ОТРЫВОК ИЗ ДОКУМЕНТА
######
Как стало известно, российская сторона рассчитывала, что после такого голосования удастся добиться от западных делегатов более мягкой позиции по другим важным для нас вопросам. Расчет был на то, что будет закрыто т. н. "южноосетинское досье". С 2008 года в Совете Европы готовились доклады по ситуации в Южной Осетии. Практически на каждом заседании Парламентской Ассамблеи Совета Европы принималась резолюция с требованием отозвать признание независимости Абхазии и Южной Осетии и вывести с их территории российские войска.
Судя по всему, замышлялся такой размен: наша делегация согласится с жестким докладом Совета Европы по Северному Кавказу, а ПАСЕ откажется от принятия новой резолюции по Южной Осетии, которая осуждает Россию и требует от нас вывода войск, а также отказа от признания независимости этих республик. Но, как и можно было предположить, несмотря на странный оптимизм, который испытывала российская делегация по поводу возможного "размена", размена не произошло. И не могло произойти. Ведь на нынешнем этапе и у Европы, и у США - общая позиция. И она остается неизменной: ни ЕС, ни США не признают Абхазию и Южную Осетию как независимые государства, осуждают РФ за признание этих республик, поддерживают территориальную целостность Грузии и намерены добиваться вывода российских войск с этих территорий.
######
Данные для привязки объектов по описанию на естественном языке
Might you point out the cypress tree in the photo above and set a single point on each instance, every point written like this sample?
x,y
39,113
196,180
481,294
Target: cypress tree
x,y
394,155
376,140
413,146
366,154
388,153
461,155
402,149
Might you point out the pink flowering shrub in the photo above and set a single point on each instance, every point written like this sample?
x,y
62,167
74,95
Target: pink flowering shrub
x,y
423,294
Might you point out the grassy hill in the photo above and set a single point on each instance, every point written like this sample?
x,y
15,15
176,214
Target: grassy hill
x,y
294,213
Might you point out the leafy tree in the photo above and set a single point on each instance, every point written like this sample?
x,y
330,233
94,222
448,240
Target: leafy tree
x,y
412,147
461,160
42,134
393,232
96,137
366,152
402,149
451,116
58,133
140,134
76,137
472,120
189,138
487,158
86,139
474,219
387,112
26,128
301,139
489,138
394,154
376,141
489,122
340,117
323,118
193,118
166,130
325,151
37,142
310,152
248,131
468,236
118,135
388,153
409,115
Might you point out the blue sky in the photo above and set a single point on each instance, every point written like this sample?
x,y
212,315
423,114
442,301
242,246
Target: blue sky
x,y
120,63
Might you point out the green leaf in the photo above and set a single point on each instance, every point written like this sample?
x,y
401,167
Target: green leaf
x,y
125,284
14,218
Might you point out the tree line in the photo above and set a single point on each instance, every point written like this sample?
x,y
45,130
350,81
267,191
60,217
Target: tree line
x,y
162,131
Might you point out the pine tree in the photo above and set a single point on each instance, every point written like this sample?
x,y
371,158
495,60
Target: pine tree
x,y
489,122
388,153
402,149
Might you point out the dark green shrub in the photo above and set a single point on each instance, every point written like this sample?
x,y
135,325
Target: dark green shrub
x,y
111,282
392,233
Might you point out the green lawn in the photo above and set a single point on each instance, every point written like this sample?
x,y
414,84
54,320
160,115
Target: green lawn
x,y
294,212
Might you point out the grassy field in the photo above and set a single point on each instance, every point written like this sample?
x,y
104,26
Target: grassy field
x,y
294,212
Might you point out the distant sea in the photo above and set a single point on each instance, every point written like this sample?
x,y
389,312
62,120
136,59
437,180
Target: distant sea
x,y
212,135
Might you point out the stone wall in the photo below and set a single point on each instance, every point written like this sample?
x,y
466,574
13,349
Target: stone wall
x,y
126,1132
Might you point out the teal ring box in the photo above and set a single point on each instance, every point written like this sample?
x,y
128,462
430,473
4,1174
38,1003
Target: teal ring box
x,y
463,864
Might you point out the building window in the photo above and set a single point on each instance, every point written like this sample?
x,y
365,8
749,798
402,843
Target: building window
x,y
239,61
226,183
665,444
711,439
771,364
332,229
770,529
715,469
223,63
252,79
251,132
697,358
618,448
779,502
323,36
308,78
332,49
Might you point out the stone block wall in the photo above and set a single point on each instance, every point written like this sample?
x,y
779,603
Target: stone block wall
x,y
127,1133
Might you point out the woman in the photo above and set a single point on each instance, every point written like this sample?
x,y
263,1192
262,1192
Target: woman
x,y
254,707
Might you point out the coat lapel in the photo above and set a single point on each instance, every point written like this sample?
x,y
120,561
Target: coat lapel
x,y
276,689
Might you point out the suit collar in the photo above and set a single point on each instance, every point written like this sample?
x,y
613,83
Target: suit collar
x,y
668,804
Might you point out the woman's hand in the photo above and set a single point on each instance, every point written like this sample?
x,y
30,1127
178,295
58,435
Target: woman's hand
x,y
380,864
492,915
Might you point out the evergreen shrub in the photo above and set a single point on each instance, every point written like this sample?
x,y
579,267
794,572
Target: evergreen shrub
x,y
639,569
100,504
######
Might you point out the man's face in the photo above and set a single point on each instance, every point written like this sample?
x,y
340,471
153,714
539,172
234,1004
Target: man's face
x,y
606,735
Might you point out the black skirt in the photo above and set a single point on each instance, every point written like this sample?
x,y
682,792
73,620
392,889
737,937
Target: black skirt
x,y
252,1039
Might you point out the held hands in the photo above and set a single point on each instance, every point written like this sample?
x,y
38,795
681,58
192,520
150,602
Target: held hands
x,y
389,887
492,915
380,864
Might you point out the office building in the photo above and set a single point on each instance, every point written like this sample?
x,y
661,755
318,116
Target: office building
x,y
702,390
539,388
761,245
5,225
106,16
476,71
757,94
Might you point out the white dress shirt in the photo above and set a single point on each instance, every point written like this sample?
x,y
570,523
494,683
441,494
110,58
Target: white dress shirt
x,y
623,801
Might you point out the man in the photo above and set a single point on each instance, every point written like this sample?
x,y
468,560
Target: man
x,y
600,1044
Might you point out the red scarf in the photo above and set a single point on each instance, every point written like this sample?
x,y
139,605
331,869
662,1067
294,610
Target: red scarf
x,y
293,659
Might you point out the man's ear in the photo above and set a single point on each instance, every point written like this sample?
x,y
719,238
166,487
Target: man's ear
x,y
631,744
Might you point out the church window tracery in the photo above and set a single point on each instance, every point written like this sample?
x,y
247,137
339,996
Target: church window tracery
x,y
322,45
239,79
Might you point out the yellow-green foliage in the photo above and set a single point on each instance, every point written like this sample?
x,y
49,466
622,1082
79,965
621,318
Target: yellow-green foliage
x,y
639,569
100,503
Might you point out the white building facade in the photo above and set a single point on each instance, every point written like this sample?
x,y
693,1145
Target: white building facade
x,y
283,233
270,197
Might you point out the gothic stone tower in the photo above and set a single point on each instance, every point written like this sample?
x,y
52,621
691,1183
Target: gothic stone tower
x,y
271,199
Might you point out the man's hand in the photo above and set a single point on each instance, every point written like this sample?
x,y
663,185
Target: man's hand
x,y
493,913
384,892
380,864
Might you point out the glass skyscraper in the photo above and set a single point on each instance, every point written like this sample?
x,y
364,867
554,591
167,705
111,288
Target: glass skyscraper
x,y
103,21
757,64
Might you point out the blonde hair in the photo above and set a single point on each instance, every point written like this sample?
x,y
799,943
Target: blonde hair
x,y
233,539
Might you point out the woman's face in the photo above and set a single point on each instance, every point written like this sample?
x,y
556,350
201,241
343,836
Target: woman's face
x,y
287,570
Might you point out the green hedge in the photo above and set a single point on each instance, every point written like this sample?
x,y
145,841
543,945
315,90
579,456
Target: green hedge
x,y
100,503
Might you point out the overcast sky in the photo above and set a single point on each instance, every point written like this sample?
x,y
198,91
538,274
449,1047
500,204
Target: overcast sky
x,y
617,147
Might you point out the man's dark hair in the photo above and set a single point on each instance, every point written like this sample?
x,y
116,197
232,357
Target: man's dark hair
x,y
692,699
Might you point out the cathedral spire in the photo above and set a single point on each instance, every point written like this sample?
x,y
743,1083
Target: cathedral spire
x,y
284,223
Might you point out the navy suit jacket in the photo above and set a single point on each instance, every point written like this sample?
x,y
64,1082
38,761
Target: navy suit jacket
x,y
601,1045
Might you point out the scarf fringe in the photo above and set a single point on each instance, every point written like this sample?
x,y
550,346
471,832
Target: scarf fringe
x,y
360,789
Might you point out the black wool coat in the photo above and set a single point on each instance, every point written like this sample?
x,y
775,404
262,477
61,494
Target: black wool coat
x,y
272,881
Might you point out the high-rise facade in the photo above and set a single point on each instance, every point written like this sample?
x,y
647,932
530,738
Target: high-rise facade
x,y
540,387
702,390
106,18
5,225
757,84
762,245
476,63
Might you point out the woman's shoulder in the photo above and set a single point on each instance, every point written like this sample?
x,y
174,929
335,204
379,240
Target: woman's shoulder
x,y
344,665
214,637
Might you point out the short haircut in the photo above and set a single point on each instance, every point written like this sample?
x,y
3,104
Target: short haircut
######
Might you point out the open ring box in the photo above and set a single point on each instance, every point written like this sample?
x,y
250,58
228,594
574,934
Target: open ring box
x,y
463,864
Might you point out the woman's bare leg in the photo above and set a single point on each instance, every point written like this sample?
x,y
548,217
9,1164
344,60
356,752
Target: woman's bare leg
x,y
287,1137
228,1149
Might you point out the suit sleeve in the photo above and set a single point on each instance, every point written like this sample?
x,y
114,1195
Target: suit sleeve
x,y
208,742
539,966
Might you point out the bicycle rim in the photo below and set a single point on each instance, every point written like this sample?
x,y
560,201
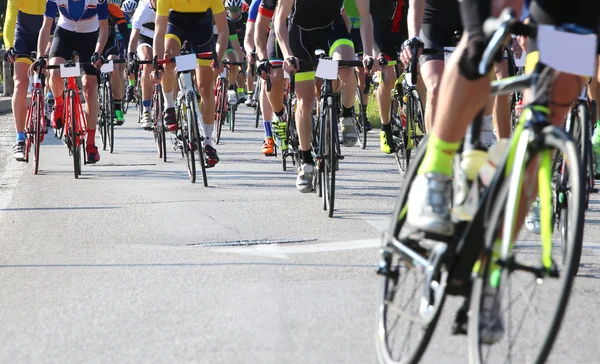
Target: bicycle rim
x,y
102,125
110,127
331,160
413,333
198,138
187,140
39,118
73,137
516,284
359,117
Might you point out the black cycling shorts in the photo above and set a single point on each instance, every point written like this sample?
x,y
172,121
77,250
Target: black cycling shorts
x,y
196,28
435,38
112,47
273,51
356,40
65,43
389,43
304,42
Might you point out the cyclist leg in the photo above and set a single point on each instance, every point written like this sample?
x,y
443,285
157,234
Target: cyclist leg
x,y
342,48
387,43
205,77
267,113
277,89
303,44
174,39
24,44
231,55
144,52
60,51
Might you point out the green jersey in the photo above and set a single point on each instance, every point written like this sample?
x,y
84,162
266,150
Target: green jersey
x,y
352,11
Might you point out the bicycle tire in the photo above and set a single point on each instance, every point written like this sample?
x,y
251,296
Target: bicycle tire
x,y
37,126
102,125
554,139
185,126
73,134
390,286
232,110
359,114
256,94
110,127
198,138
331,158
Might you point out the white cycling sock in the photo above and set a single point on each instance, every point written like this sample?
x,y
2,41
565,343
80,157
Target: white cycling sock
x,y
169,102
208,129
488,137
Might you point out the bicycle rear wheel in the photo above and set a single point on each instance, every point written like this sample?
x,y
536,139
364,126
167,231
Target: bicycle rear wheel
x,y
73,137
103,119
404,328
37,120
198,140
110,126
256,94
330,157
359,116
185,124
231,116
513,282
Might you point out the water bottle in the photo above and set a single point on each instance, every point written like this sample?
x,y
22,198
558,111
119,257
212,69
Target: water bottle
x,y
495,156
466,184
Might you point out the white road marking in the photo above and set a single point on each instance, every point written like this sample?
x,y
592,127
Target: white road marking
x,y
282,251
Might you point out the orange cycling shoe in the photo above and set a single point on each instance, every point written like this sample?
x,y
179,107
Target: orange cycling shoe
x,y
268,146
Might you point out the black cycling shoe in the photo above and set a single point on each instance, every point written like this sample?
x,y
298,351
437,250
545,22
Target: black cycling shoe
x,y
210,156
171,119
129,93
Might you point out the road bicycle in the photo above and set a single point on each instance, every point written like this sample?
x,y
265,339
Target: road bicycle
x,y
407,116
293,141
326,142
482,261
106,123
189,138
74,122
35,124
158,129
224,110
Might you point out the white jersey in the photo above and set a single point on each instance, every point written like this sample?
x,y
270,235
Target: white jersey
######
С какого года, согласно отрывку, в Совете Европы готовились доклады по ситуации в Южной Осетии?

С 2008 года.